*** TEXT PROVIDED ***
Sunday, December 14, 2008

BIZZARE ACCIDENTS AND DEATHS IN HOSPITALS

Bizarre accidents and deaths in hospitals

By Simon Benson, Daily Telegraph

December 10, 2008 12:00am

AT least 80 people have died in western Sydney hospitals over the past two years - many needlessly - according to secret reports obtained by The Daily Telegraph.

And hundreds more have died across the state in bizarre accidents, mis-diagnosis, delays in getting treatment or suicide whilst in care.

The reports, tabled in State Parliament last week, said the number of unexpected deaths and serious incidents had increased by 20 per cent since 2005 for the Western Sydney Area Health Service alone.

Some involved operations on the wrong patient or wrong body parts being operated on.

In one case, a 17 year-old girl was turned away five times from a hospital. She later died of an undiagnosed brain tumour.

The report said a major theme in unexpected deaths and serious incidents - listed in the reports as root cause analysis (RCAs) - was "delay in recognition and management of the patient."

"The major driver for this (20 per cent) increase in 17 RCAs, which resulted from procedures carried out on the wrong patients or body part, the majority of which occurred in imaging," a 2007 report from SWAHS said.
*** End of TEXT PROVIDED ***
*** EXTRACTED DATA ***
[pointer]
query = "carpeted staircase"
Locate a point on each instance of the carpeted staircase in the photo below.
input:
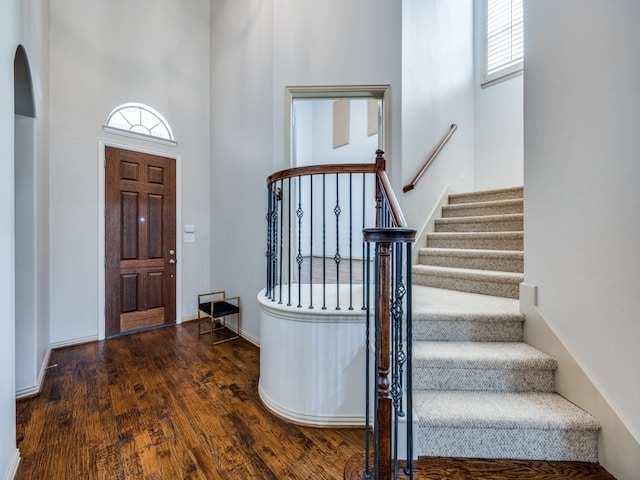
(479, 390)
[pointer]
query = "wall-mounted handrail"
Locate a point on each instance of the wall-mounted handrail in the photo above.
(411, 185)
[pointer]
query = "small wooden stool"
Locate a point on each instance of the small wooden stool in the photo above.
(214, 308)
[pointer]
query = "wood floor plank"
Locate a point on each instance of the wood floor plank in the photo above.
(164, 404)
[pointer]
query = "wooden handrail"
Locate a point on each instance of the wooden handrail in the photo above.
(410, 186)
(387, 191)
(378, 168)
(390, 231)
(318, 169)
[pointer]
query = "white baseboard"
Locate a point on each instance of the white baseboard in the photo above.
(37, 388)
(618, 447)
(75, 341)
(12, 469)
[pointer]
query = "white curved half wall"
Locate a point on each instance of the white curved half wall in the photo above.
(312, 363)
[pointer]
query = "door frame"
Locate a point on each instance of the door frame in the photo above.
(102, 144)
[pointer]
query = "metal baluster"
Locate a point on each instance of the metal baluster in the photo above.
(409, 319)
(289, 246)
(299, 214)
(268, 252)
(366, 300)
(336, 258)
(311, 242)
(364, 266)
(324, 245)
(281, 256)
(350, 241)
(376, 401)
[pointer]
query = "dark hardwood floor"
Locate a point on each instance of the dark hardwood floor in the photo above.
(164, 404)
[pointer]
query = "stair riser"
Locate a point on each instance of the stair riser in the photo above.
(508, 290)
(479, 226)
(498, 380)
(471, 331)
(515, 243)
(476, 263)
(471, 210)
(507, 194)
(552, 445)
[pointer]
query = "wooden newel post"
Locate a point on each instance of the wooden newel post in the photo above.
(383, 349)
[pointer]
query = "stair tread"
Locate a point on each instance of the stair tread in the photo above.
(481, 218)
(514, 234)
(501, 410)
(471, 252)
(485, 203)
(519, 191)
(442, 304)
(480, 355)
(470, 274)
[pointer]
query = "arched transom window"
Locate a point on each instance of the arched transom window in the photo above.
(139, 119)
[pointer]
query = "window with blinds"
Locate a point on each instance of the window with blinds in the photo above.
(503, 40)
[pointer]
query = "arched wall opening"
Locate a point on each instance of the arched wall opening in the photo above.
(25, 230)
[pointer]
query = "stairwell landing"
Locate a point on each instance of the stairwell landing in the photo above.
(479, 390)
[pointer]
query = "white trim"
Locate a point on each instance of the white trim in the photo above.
*** End of EXTRACTED DATA ***
### ABOUT THIS EXERCISE
Please go on with the article on deaths and accidents in Sydney hospitals, starting after its last sentence. The records have nothing to do with the text.

### ANSWER TO THIS EXERCISE
"In RCAs where the outcome was death, the management of the acutely deteriorating patient remained the major trigger for performing the RCA."

A second report for the Greater Western Area Health Service showed at least 30 deaths in some regional hospitals. Only two other area health services reported RCAs but did not include overall incident numbers.

The remaining four area health services refused to produce reports on the number of patients death or incidents, claiming they had no legal obligation to do so.

Opposition health spokeswoman Jillian Skinner said the number of preventable deaths across the state would now number in the hundreds.

"These secret reports reveal more than 120 deaths in hospitals across NSW in just two years," Ms Skinner said.